Begin Supplied information
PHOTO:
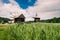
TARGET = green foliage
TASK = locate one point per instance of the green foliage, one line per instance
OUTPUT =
(33, 31)
(4, 20)
(53, 20)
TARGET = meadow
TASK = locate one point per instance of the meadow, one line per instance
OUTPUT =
(30, 31)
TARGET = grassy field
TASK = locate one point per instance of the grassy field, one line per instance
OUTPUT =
(30, 31)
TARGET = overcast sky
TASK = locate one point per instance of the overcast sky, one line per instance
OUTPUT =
(45, 9)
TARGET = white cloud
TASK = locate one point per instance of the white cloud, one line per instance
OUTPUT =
(44, 8)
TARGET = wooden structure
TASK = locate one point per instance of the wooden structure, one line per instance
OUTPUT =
(19, 19)
(36, 18)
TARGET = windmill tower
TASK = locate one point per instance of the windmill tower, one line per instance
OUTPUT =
(36, 18)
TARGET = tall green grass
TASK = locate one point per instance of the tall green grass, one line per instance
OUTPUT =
(33, 31)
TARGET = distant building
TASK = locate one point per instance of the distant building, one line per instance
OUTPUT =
(36, 18)
(19, 19)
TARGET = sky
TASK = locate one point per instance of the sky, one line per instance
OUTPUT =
(45, 9)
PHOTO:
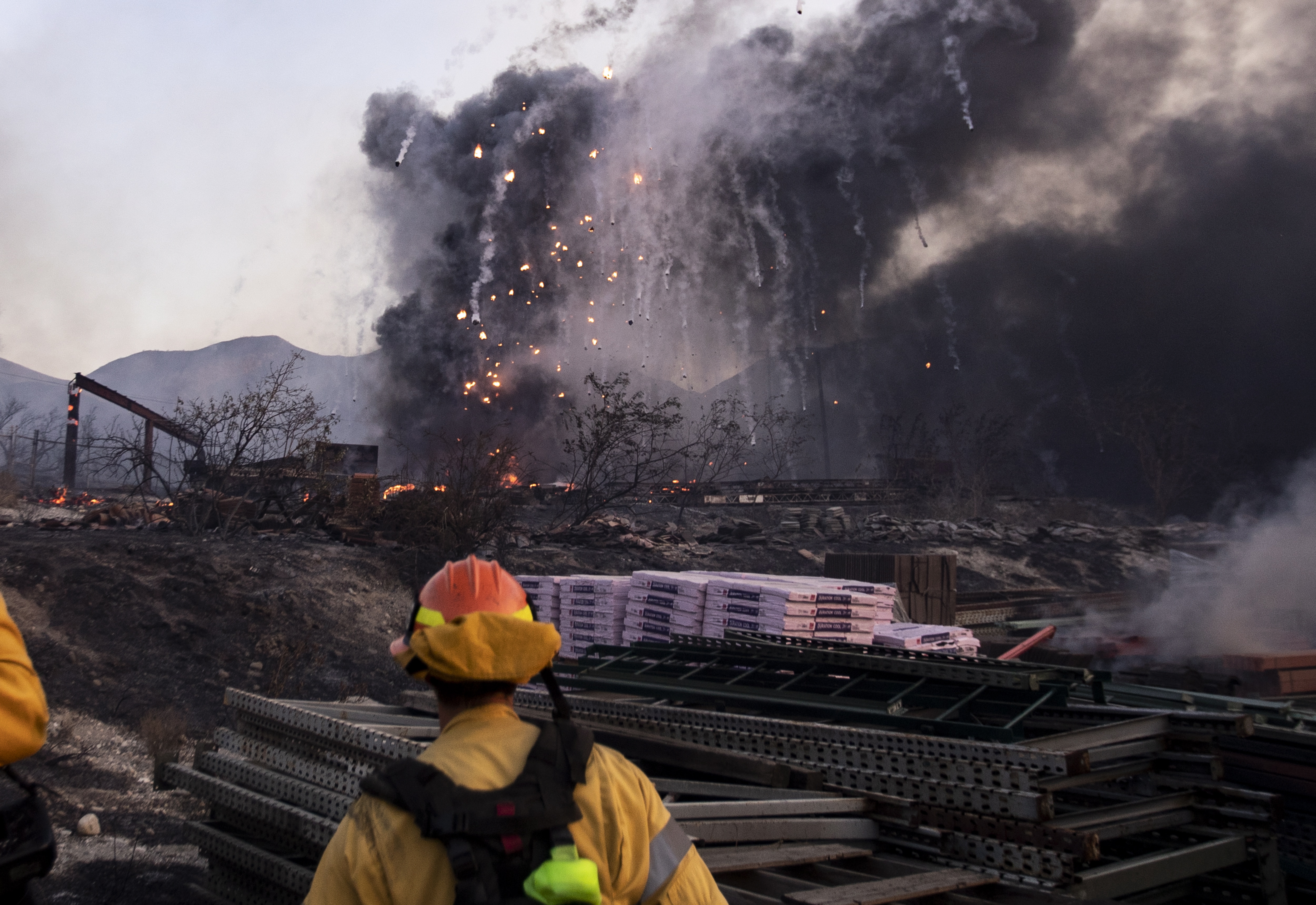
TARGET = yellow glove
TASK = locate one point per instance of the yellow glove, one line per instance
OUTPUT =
(565, 878)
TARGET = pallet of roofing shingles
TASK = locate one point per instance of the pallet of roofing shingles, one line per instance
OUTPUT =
(915, 636)
(838, 614)
(755, 606)
(661, 604)
(543, 592)
(589, 611)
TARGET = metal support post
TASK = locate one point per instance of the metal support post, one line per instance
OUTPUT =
(36, 440)
(148, 456)
(72, 437)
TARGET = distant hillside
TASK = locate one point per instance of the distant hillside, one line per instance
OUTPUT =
(158, 379)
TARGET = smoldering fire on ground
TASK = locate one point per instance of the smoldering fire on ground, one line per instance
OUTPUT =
(799, 208)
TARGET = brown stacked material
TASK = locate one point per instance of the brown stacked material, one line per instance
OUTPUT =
(362, 498)
(116, 514)
(1273, 675)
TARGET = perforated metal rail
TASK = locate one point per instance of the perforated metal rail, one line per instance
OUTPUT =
(934, 748)
(812, 685)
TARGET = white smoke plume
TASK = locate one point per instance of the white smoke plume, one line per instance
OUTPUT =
(407, 141)
(684, 222)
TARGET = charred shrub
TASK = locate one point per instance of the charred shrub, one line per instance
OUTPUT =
(164, 732)
(457, 495)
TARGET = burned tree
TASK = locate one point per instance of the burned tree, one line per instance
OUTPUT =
(457, 492)
(618, 446)
(1164, 435)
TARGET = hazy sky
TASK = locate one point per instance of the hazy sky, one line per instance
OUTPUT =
(174, 175)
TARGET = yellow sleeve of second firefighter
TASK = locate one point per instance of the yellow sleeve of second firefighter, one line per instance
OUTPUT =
(631, 812)
(23, 703)
(378, 857)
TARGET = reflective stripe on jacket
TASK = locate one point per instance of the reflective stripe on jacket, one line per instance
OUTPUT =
(378, 856)
(23, 703)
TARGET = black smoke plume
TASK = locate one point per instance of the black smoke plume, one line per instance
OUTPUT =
(1014, 206)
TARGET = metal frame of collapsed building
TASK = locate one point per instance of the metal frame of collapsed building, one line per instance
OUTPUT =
(153, 421)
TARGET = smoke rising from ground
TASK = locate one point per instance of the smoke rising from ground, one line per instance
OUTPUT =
(1257, 596)
(801, 208)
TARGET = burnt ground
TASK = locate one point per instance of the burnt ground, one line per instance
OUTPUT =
(124, 623)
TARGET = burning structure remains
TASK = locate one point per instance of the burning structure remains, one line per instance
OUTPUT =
(990, 203)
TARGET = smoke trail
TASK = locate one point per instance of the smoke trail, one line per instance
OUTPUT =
(844, 177)
(948, 306)
(407, 141)
(1176, 195)
(953, 51)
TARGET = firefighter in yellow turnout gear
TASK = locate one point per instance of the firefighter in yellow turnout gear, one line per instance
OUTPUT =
(23, 703)
(473, 638)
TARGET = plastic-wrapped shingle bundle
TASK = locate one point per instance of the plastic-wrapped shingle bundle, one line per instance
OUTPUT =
(914, 636)
(543, 592)
(589, 614)
(805, 607)
(662, 604)
(755, 606)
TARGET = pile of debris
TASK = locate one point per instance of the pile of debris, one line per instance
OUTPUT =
(990, 531)
(830, 521)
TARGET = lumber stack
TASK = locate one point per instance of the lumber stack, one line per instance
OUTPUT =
(1274, 675)
(1093, 800)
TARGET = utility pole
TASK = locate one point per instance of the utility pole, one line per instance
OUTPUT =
(36, 440)
(72, 436)
(827, 446)
(148, 456)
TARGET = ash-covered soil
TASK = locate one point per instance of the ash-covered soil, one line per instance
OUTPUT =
(123, 624)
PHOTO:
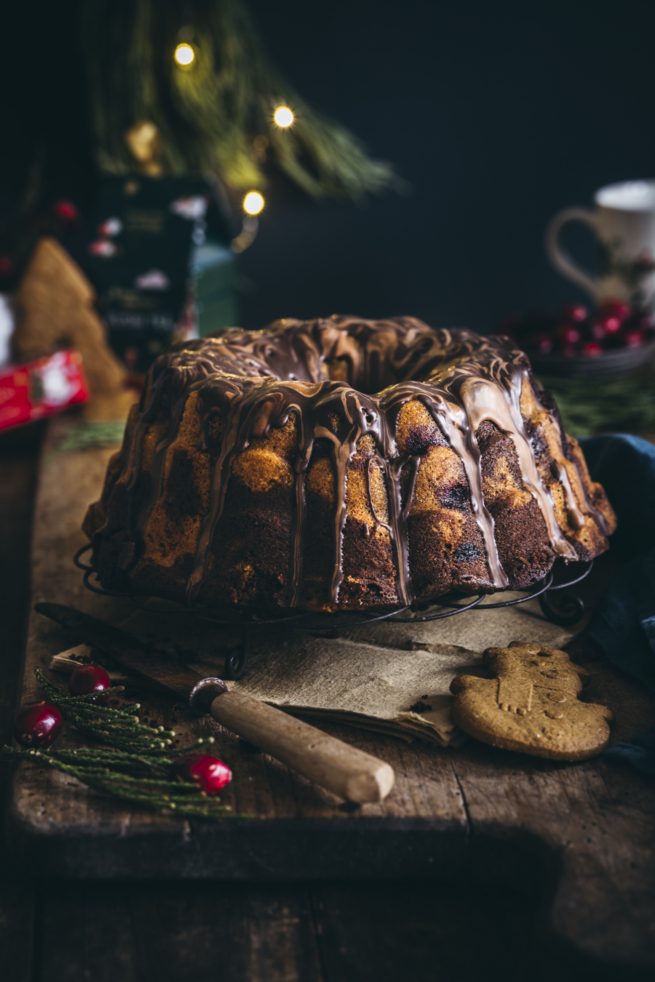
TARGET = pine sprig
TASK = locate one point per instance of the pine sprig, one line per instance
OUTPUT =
(121, 726)
(120, 774)
(590, 405)
(137, 764)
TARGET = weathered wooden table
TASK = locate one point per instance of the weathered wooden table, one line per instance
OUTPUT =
(479, 859)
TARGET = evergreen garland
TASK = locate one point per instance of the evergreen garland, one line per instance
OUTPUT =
(624, 403)
(137, 764)
(216, 115)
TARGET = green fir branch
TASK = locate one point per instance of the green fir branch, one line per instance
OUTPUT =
(125, 776)
(137, 764)
(591, 405)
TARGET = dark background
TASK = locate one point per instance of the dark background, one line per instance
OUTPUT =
(495, 114)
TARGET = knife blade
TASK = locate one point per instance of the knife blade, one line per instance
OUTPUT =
(342, 769)
(128, 651)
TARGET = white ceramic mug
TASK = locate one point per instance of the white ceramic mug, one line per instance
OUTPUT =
(624, 224)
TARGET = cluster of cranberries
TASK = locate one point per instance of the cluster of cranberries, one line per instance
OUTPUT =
(38, 724)
(575, 331)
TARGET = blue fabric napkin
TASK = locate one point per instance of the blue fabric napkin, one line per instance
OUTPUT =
(624, 623)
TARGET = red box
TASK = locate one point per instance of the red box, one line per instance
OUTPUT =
(41, 388)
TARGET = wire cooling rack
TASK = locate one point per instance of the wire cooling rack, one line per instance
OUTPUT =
(558, 603)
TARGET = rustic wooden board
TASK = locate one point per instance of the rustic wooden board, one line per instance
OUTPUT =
(581, 835)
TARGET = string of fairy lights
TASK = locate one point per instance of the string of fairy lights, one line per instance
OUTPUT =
(253, 201)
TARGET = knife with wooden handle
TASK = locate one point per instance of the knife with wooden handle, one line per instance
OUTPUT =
(346, 771)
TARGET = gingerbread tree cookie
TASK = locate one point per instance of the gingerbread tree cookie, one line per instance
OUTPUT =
(531, 705)
(54, 306)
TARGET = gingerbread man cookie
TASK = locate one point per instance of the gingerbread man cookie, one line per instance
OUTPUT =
(531, 705)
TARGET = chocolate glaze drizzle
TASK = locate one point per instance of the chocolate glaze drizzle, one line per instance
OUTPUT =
(320, 373)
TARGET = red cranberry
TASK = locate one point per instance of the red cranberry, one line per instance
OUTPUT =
(37, 724)
(610, 324)
(569, 335)
(209, 772)
(634, 338)
(597, 331)
(616, 308)
(575, 314)
(592, 349)
(88, 678)
(65, 211)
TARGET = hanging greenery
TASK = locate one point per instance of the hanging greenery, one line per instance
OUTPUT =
(213, 107)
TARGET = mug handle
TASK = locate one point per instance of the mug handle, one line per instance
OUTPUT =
(560, 258)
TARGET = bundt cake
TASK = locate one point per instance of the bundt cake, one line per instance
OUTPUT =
(341, 464)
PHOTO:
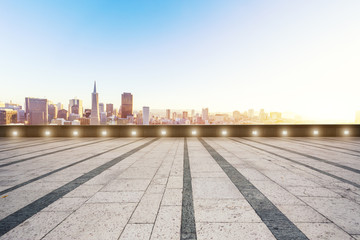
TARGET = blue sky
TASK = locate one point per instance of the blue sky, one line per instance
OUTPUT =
(300, 56)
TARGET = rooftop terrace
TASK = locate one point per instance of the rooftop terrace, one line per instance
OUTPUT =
(180, 188)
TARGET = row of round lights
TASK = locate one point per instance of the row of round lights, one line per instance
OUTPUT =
(104, 133)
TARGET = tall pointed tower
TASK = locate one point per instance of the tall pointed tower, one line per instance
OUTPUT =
(95, 117)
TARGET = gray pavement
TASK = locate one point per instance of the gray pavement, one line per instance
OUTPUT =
(172, 188)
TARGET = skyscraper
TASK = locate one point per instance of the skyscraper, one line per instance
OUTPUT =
(52, 109)
(146, 115)
(95, 116)
(62, 113)
(205, 114)
(75, 106)
(109, 109)
(357, 117)
(8, 116)
(126, 104)
(101, 107)
(36, 111)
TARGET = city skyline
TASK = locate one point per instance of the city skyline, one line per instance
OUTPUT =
(39, 111)
(281, 56)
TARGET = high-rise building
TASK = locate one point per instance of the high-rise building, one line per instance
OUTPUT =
(75, 106)
(251, 113)
(87, 113)
(73, 117)
(52, 109)
(63, 113)
(59, 106)
(101, 107)
(8, 116)
(84, 121)
(21, 116)
(205, 114)
(109, 109)
(126, 104)
(36, 111)
(146, 115)
(95, 115)
(357, 117)
(103, 118)
(262, 115)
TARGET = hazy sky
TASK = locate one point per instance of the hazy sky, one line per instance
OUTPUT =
End Supplied information
Please format the stretch from the line containing "TARGET = gray pavement" through the end of the material as a numbered list, leaving out any blank lines.

> _The response_
1. TARGET = gray pavement
2. TASK = locate one point per instance of the gray pavement, one line per instance
3. OUTPUT =
4. (172, 188)
5. TARGET = skyscraper
6. TASK = locate one point per instance of the skyscraper, one line per instance
7. OUTPUT =
8. (52, 109)
9. (146, 115)
10. (95, 116)
11. (62, 113)
12. (205, 114)
13. (75, 106)
14. (109, 109)
15. (357, 117)
16. (8, 116)
17. (126, 104)
18. (101, 107)
19. (36, 111)
20. TARGET = city skyline
21. TASK = locate one point per instance of the city skyline, one line per instance
22. OUTPUT =
23. (39, 111)
24. (281, 56)
25. TARGET = high-rise building
26. TASK = locate one point per instance of the high-rise building, one line per instance
27. OUTPUT =
28. (75, 106)
29. (251, 113)
30. (87, 113)
31. (73, 117)
32. (52, 109)
33. (63, 113)
34. (59, 106)
35. (101, 107)
36. (8, 116)
37. (84, 121)
38. (21, 116)
39. (205, 114)
40. (109, 109)
41. (126, 104)
42. (36, 111)
43. (146, 115)
44. (95, 115)
45. (357, 117)
46. (103, 118)
47. (262, 115)
48. TARGET = hazy sky
49. TASK = locate one point per instance of the hazy sky, one line per instance
50. OUTPUT =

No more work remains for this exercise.